Transcribe all records exactly.

[Data extracted from a collection]

• • • • •

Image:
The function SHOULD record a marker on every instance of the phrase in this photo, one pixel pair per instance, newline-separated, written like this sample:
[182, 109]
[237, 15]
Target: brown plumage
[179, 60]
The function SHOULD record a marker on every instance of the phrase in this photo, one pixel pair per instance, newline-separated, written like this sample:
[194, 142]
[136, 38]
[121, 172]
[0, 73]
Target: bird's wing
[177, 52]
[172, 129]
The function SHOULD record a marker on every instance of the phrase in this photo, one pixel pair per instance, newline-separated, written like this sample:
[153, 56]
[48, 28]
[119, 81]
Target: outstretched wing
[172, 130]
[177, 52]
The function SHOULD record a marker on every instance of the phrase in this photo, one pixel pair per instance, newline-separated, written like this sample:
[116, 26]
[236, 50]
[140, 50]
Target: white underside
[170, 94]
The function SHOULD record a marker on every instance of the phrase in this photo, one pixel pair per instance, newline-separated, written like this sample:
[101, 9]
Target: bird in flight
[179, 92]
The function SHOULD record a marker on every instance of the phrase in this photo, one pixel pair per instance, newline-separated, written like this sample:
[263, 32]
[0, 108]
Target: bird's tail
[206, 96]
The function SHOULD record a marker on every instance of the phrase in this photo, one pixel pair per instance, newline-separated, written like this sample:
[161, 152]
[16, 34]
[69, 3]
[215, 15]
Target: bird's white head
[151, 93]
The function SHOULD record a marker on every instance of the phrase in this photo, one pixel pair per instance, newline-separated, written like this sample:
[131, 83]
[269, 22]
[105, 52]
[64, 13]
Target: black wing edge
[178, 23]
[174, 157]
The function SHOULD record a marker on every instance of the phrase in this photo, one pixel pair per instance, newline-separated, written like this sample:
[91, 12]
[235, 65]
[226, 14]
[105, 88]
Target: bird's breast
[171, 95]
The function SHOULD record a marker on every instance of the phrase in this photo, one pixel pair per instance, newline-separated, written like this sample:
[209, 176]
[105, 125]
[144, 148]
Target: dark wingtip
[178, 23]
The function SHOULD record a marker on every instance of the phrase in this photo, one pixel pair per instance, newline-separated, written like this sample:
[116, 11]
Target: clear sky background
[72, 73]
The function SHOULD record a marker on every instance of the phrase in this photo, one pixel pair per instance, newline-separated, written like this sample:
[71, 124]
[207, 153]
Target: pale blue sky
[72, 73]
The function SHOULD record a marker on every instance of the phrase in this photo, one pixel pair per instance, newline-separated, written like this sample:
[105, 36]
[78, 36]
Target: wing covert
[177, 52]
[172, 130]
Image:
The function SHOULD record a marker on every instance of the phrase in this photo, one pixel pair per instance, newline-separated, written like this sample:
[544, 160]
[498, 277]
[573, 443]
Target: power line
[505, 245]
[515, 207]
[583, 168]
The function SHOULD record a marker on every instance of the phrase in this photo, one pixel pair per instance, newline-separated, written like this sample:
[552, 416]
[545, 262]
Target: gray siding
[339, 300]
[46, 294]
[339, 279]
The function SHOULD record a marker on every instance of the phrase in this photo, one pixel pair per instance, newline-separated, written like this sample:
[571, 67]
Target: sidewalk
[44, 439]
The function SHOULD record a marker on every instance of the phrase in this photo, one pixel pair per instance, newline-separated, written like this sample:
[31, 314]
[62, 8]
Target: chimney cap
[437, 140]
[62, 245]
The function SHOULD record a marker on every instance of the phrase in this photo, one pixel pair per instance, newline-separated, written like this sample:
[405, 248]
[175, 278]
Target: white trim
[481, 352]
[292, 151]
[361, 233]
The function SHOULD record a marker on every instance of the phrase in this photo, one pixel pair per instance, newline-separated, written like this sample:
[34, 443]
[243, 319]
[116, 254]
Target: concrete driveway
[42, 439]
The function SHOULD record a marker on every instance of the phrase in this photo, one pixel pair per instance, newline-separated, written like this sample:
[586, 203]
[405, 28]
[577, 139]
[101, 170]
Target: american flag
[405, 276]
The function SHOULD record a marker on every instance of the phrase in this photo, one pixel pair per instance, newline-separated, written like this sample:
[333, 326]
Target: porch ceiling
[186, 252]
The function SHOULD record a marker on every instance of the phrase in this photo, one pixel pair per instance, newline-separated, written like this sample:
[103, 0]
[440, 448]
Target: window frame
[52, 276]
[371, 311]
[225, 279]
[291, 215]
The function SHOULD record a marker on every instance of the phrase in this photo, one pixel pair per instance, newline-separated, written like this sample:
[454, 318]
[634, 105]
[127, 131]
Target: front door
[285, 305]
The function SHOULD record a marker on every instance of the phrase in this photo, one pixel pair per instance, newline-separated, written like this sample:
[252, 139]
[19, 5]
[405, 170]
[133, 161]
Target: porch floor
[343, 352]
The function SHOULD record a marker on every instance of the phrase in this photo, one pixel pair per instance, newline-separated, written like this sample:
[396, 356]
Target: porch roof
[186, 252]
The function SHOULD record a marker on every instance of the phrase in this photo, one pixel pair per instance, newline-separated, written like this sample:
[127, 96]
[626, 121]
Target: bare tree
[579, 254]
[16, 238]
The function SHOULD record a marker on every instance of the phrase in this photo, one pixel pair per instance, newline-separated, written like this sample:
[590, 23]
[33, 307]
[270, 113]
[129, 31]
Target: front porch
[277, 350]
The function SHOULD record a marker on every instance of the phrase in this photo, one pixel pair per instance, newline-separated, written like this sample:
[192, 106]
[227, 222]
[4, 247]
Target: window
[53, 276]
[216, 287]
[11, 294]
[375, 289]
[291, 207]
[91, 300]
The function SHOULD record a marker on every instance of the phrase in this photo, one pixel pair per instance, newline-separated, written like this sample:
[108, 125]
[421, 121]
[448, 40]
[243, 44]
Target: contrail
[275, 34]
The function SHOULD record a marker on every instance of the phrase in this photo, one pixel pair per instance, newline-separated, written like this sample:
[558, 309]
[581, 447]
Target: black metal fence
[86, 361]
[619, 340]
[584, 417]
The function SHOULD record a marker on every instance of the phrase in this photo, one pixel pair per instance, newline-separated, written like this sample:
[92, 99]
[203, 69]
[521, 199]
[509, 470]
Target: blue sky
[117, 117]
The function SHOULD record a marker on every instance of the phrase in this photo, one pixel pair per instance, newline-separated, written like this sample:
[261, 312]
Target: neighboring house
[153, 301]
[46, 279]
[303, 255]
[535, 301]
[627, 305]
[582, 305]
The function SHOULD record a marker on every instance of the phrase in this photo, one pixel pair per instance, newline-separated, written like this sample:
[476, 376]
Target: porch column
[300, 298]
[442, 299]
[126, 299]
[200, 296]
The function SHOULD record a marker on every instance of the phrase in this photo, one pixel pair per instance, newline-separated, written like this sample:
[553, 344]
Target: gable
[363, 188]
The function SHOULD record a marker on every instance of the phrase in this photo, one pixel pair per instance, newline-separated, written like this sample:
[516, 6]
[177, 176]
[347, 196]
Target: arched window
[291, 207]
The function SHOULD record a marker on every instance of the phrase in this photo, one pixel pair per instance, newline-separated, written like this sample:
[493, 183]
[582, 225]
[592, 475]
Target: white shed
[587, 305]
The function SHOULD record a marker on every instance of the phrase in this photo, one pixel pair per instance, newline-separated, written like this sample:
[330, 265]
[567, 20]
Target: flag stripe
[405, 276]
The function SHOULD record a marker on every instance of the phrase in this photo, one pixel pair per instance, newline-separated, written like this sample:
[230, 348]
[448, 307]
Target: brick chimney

• • • • •

> _RESULT BELOW_:
Image:
The function SHOULD record a marker on every instance of the phrase in this photo, one pixel pair per instance, newline-separated, written like this sample:
[182, 109]
[237, 15]
Target: brown plumage
[179, 60]
The function SHOULD record a marker on every instance of the phrase in this photo, one pixel pair per instance, newline-separated, written like this sample:
[194, 142]
[136, 38]
[121, 172]
[0, 73]
Target: bird's wing
[177, 52]
[172, 129]
The function SHOULD record a marker on every instance of the phrase in this photo, one pixel pair per instance, newline-separated, written like this sample:
[153, 56]
[48, 28]
[119, 81]
Target: outstretched wing
[172, 130]
[177, 52]
The function SHOULD record a marker on every instance of the phrase in this photo, one pixel pair per instance, newline-separated, written like this sample:
[116, 26]
[236, 50]
[140, 50]
Target: white underside
[170, 94]
The function SHOULD record a marker on every instance of the phrase in this photo, one pixel pair per instance, newline-separated, written like this sample:
[101, 9]
Target: bird in flight
[179, 92]
The function SHOULD record a marker on every instance of the phrase in this photo, one pixel pair per instance, newline-separated, written like this sample:
[263, 32]
[0, 108]
Target: bird's tail
[206, 96]
The function SHOULD record a marker on every instance of the phrase in this photo, one pixel pair per instance, newline-separated, written like this sample:
[161, 152]
[16, 34]
[69, 3]
[215, 15]
Target: bird's white head
[151, 93]
The function SHOULD record a marker on every instance of the phrase in this photo, one pixel pair per instance, newline-separated, written like this sample:
[131, 83]
[269, 22]
[105, 52]
[64, 13]
Target: black wing edge
[178, 23]
[174, 157]
The function SHOULD record a marker on every instance of the phrase in this photo, one pixel pair per instance, newline-separated, written like this sample:
[91, 12]
[235, 65]
[226, 14]
[105, 88]
Target: bird's breast
[171, 95]
The function SHOULD record a marker on every instance of the phrase in this photo, one pixel pair per instance, newline-separated, written like this sample:
[209, 176]
[105, 125]
[144, 148]
Target: dark wingtip
[178, 23]
The function SHOULD record a marker on every instance of the phrase in this photo, one pixel pair per instance, newline-separated, written like this sample:
[116, 11]
Target: clear sky background
[72, 73]
The function SHOULD record a marker on every instance of the phrase in this photo, one pixel pair per instance, newline-separated, written like this sample:
[71, 124]
[207, 153]
Target: pale blue sky
[72, 73]
The function SHOULD record a marker on every instance of the phrase in this photo, one pixel pair per instance, newline-separated, written like this sample:
[105, 36]
[78, 36]
Target: wing covert
[177, 52]
[172, 130]
Image:
The function SHOULD record a marker on every instance of the phrase in this photo, one pixel pair per instance, newline-separated, written like this sample:
[544, 160]
[498, 277]
[573, 443]
Target: power line
[505, 245]
[515, 207]
[583, 168]
The function SHOULD record a marker on every instance of the phrase in this photo, one pixel pair per instance, newline-separated, written like this sample:
[552, 416]
[545, 262]
Target: gray siding
[339, 300]
[46, 294]
[339, 279]
The function SHOULD record a marker on every instance of the phrase in this photo, one pixel pair per instance, newline-separated, written like this sample:
[571, 67]
Target: sidewalk
[44, 439]
The function SHOULD record a marker on every instance of the phrase in this photo, one pixel pair per instance, newline-separated, written like this sample:
[31, 314]
[62, 8]
Target: chimney cap
[437, 140]
[62, 245]
The function SHOULD record a marker on every instance of the phrase in this photo, one pixel pair per instance, newline-separated, written like this sample:
[405, 248]
[175, 278]
Target: white trim
[481, 352]
[292, 151]
[361, 233]
The function SHOULD record a marker on every instance of the phrase in this photo, one pixel pair per instance, newline-separated, written like this sample:
[34, 443]
[243, 319]
[116, 254]
Target: concrete driveway
[42, 439]
The function SHOULD record a marker on every instance of the phrase in this photo, one pixel pair per instance, newline-separated, written like this sample:
[586, 203]
[405, 28]
[577, 139]
[101, 170]
Target: american flag
[405, 276]
The function SHOULD record a marker on every instance of the phrase in this photo, one pixel pair per instance, newline-separated, written like this sample:
[333, 326]
Target: porch ceiling
[186, 252]
The function SHOULD record a marker on every instance of the phrase in this photo, one pixel pair per instance, newline-separated, written like this sample:
[103, 0]
[440, 448]
Target: window frame
[52, 276]
[371, 311]
[225, 279]
[291, 215]
The function SHOULD record a marker on every instance of the phrase in this photo, one pixel pair per instance, newline-separated, written like this sample:
[454, 318]
[634, 105]
[127, 131]
Target: front door
[285, 305]
The function SHOULD record a marker on every instance of the phrase in this photo, one pixel pair per instance, newline-separated, written like this sample:
[252, 139]
[19, 5]
[405, 170]
[133, 161]
Target: porch floor
[343, 352]
The function SHOULD record a marker on every instance of the phrase in this photo, one pixel pair per instance, newline-separated, written like this sample:
[396, 356]
Target: porch roof
[186, 252]
The function SHOULD record a marker on every instance of the phrase in this photo, one pixel pair per instance, newline-separated, written like this sample:
[127, 96]
[626, 121]
Target: bare tree
[579, 254]
[16, 238]
The function SHOULD record a marker on every instance of the phrase in this photo, one pixel pair per instance, newline-separated, written like this sample:
[590, 23]
[33, 307]
[270, 113]
[129, 31]
Target: front porch
[277, 350]
The function SHOULD record a marker on every instance of the phrase in this photo, one pixel pair per instance, newline-separated, written like this sample:
[192, 106]
[227, 222]
[4, 247]
Target: window
[53, 276]
[216, 287]
[11, 294]
[375, 289]
[291, 207]
[91, 300]
The function SHOULD record a marker on every instance of the phrase in this photo, one pixel pair per instance, newline-separated, written like this sample:
[108, 125]
[421, 121]
[448, 40]
[243, 44]
Target: contrail
[275, 34]
The function SHOULD record a marker on every instance of the phrase in this photo, one pixel pair per instance, newline-separated, written like this sample:
[558, 309]
[581, 447]
Target: black metal fence
[86, 361]
[619, 340]
[584, 417]
The function SHOULD record a marker on every instance of the phrase in this photo, one pixel pair per instance, newline-separated, written like this sample:
[92, 99]
[203, 69]
[521, 199]
[509, 470]
Target: blue sky
[117, 117]
The function SHOULD record a marker on every instance of the phrase in this photo, one pixel pair per instance, newline-separated, written like this sample:
[261, 312]
Target: neighboring house
[153, 301]
[46, 279]
[303, 255]
[535, 301]
[627, 305]
[582, 305]
The function SHOULD record a marker on every instance of the phrase in this photo, one pixel pair per instance, newline-separated, written like this sample:
[476, 376]
Target: porch column
[300, 298]
[442, 299]
[126, 299]
[200, 296]
The function SHOULD record a marker on every instance of the phrase in this photo, one pixel pair per instance, newline-separated, written like this sample:
[553, 344]
Target: gable
[363, 188]
The function SHOULD record a marker on every instance of the phrase in this photo, one pixel pair per instance, newline-separated, written like this sample:
[516, 6]
[177, 176]
[347, 196]
Target: arched window
[291, 207]
The function SHOULD record a marker on every instance of the phrase in this photo, one pixel pair per instance, newline-separated, written like this sample:
[493, 183]
[582, 225]
[592, 475]
Target: white shed
[587, 305]
The function SHOULD record a marker on every instance of the phrase in this photo, one pixel pair per instance, newline-separated, written like this sample:
[330, 265]
[567, 20]
Target: flag stripe
[405, 276]
The function SHOULD record a marker on every instance of the phrase in this photo, one pixel pair per instance, newline-separated, written like this sample:
[230, 348]
[448, 307]
Target: brick chimney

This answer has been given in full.